- _EXERCISE_: Search the records for the string "bare" and return each line that has it.

- _Records from a data collection_:
*** Begin section ***

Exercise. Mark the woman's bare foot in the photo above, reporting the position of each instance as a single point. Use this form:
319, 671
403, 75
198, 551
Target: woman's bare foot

*** End section ***

- _TASK RESULT_:
Exercise. Mark the woman's bare foot in the photo above, reporting the position of each instance as a single point. Use this form:
Target: woman's bare foot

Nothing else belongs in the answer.